(THE TASKS)
(A) According to the passage about the Melancholia production, how many performers is the piece staged for?
(B) Write the next few sentences of the passage about the Melancholia production, picking up after its final sentence.

** START OF EXCERPTED TEXT **

Everyone is interconnected today through social media. Everyone tries to stop time and to hold on to the present moment. Does this make us melancholic? This is the central question in Melancholia by director Sebastian Nübling, choreographer Ives Thuwis and early music specialist Andrea Marcon. After last year’s Der Untergang der Nibelungen, Nübling returns to the festival with a group of talented young performers, musicians of the La Cetra Barockorchester and singers, including the acclaimed countertenor Tim Mead. They create a delicate music theatre performance about the melancholy of youth and the realisation that human life is finite. The hypnotic lamentations of the old masters of melancholia, including Dowland and Monteverdi, resonate in the thoughts and sounds of today, conveying inner suffering at its most beautiful.

Last year, Sebastian Nübling (1960) and GOЯKI Theatre received many plaudits for their production Der Untergang der Nibelungen. This year, the German director returns to Amsterdam staging, together with Ives Thuwis (1963), Melancholia, a music theatre performance about finitude, mortality, melancholy and depression for twenty performers and the Swiss La Cetra baroque ensemble.

Last year, Sebastian Nübling (1960) and GOЯKI Theatre received many plaudits for their production Der Untergang der Nibelungen. This year, the German director returns to Amsterdam staging, together with Ives Thuwis (1963), Melancholia, a music theatre performance about finitude, mortality, melancholy and depression for twenty performers and the Swiss La Cetra baroque ensemble.

** END OF EXCERPTED TEXT **
** START OF EXTRACTED MATERIAL **

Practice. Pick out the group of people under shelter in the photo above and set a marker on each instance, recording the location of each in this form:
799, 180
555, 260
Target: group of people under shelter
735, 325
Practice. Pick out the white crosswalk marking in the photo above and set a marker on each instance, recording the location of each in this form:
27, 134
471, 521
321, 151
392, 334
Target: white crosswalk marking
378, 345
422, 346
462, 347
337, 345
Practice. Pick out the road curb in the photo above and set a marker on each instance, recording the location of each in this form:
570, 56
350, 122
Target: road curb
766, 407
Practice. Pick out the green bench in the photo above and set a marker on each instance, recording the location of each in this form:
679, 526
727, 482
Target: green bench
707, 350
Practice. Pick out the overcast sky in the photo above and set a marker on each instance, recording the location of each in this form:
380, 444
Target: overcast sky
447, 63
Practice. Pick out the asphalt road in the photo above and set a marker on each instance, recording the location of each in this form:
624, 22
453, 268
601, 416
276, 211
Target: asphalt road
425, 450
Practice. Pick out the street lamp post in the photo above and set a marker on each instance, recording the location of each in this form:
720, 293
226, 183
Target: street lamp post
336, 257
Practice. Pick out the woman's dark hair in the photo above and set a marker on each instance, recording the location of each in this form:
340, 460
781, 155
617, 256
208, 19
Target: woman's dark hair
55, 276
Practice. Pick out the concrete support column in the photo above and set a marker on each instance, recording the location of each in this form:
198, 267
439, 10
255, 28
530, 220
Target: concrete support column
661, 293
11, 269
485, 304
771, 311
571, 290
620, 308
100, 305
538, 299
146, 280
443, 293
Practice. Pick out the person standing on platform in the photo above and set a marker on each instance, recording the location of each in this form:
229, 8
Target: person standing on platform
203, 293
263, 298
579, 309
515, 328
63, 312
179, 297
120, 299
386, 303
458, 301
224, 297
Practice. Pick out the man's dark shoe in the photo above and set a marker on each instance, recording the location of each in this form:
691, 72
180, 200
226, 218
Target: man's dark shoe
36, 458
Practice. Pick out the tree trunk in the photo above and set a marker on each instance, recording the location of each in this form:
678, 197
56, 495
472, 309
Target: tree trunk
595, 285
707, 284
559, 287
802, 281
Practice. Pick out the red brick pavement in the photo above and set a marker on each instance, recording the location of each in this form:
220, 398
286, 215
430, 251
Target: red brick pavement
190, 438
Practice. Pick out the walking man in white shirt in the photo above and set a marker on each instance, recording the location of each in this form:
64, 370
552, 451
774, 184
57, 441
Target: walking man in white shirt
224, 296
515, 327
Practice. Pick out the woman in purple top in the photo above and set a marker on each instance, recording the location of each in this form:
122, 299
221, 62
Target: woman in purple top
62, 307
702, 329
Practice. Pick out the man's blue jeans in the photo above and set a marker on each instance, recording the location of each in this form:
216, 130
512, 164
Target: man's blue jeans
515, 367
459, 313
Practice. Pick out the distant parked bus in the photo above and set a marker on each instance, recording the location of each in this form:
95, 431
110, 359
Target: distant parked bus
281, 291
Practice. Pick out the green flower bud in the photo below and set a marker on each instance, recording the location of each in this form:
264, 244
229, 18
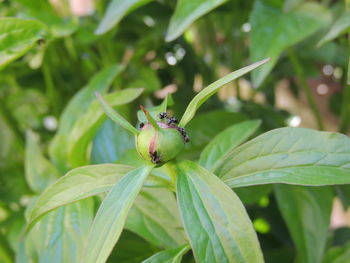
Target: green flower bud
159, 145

** END OF EXTRACTED MATERIAL **

(TASK ANSWERS)
(A) Twenty performers.

(B)
For modern people, melancholia is a negative state of mind which borders on depression and therefore needs to be cured as quickly as possible. In our competitive contemporary society, worrying and agonising too much is considered to interfere with reaching our targets and deadlines, and to prevent us from fulfilling our dreams. The young German poetry slammer Julia Engelmann (1992) expressed this sentiment aptly in her poem One Day, which unleashed a small revolution in the spring of 2013, attracting more than eight million hits on YouTube: 'One Day, Baby, we'll be old and we'll think of all the stories we could have told.' These lines describe the melancholia of a generation plagued by apathy, a generation of young people who see their dreams of a splendid, meaningful and exciting life stifled before they have even begun, having resigned themselves to the fact that nobody is really interested anyway.

 

Still, melancholia has not always been synonymous with apathy, according to Nübling and Thuwis. This is why in Melancholia they contrast modern-day youth's alleged apathy with the notion of melancholia from the late Renaissance and early Baroque periods. During the sixteenth and seventeenth centuries, heartbreak and sorrow were seen as an important source of inspiration. Melancholy man had two sides to him. He was an outsider, but also a genius who understood the art of making music which transcends personal grief and brings solace to the soul.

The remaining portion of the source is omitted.